_PAGE TEXT:_
I run my pedalboard into a Line 6 Pocket Pod Express (the cheapest model they make, less than $100) set on the Twang amp model and with some reverb. I have very nice Sennheiser headphones. I can play at any time of the day or night without disturbing anyone, which comes in handy because I have two small kids. As much as I don't like modelers, I have to say the Pocket Pod Express is one of my best gear purchase. I find practicing / playing with it so much fun that I often use it even when I could use a regular amp.


----------



## Budda (May 29, 2007)

I lived in a 4-bedroom townhouse for 2 and a half years, and spent one and a half of those years next to a baby's room next door. I ran my old Peavey JSX halfstack and sold it part-way to get a Mesa Boogie Dual Rectifier Roadster. I briefly owned a boss GT-8, but sold it because I kept plugging into the JSX at the time. I recieved three or four requests to turn it down; no formal noise complaints. I could get my Mesa up to 3 on the master at pretty much any time, and no one complained 95% of the time I put it up to gigging levels.


----------



## torndownunit (May 14, 2006)

I use a Roland Microcube, and I absolutely love it. I am always shocked by how good it sounds. So are people who come over. 

If I want to practice while my girlfriend is asleep, I can plug headphones into it. And I love playing along with my iPod plugged into it.

I can get away with playing my Princeton Reverb in our apartment as well, but the Microcube just really shines at low volume playing and I use it by choice.


----------



## psychotik (Aug 29, 2006)

I moved to Toronto fairly recently so I'm also dealing with this.

I've got a SuperChamp XD that seems to work reasonably well at volume ~2. I really miss opening up my Egnater MOD50 though....perhaps I'll try an AXE Fx when I find a used one floating around.


----------



## Guest (Apr 22, 2011)

psychotik said:


> I moved to Toronto fairly recently so I'm also dealing with this.
> 
> I've got a SuperChamp XD that seems to work reasonably well at volume ~2. I really miss opening up my Egnater MOD50 though....perhaps I'll try an AXE Fx when I find a used one floating around.


Hook it up to a Palmer and let that Egnater SCREAM!


----------



## bobb (Jan 4, 2007)

My guitars are rarely plugged in at home. I'm more concerned about the notes and technique than the amplified sound.


----------



## amphead (Jan 9, 2007)

http://www.mackamps.com/gem-head-combo/

Don Mackrill
www.MackAmps.com


----------



## bcjek (Oct 29, 2010)

I live in a 100-year-old apartment in Vancouver. I did have a few complaints a few years ago, from the downstairs neighbour. I play quietly, but he last complaint was before 8:00 AM - the image of me with my strat, and Darren from downstairs in his PJ's, I couldn't have won the argument in any court of law. I built a "buffer" out of plywood and closed cell foam, much like an Auralex Gramma [URL="http://www.auralex.com/sound_isolation_gramma/sound_isolation_gramma.asp"/URL]. It decouples the amp or cab from the floor. Not a single complaint since - and the new downstairs girl has complained about our walking!

I play a large collection of vintage Traynors


----------



## Schectertastic (Jul 12, 2010)

_EXERCISE DESCRIPTION:_ Replace "technique" with "timing" in the stretch of the forum thread from "Hook it up to" through "the amplified sound.", and write out that stretch.

A block of data:

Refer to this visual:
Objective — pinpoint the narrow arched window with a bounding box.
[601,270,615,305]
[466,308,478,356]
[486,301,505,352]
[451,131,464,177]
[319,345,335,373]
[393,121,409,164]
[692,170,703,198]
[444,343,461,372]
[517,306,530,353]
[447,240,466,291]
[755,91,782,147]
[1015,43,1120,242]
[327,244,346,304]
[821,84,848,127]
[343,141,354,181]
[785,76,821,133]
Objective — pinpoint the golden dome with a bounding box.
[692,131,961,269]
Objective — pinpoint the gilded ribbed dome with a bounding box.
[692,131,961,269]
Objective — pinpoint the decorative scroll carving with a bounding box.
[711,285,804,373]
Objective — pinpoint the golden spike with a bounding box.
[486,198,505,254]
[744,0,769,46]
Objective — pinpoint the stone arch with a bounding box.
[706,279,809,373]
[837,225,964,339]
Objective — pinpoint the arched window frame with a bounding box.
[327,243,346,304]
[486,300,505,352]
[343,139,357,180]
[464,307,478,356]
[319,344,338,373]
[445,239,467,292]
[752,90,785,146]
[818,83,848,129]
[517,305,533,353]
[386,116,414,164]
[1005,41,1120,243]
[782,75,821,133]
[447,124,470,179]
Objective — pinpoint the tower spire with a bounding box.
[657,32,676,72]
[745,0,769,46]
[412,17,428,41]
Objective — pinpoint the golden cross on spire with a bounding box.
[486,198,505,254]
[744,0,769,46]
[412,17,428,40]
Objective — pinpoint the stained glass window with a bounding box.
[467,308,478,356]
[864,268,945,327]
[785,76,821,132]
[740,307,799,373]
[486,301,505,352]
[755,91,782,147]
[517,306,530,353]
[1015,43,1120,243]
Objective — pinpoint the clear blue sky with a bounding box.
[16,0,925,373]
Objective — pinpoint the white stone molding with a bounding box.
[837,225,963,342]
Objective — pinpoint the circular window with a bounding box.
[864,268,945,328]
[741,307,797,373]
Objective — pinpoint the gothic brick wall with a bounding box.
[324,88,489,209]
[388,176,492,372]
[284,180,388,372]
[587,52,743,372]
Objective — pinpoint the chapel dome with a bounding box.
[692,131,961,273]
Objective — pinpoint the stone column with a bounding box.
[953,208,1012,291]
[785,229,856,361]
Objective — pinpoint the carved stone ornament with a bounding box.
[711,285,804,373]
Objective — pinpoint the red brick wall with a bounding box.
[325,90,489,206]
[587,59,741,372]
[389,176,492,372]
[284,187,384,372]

_EXERCISE OUTPUT:_
Hook it up to a Palmer and let that Egnater SCREAM!


----------



## bobb (Jan 4, 2007)

My guitars are rarely plugged in at home. I'm more concerned about the notes and timing than the amplified sound.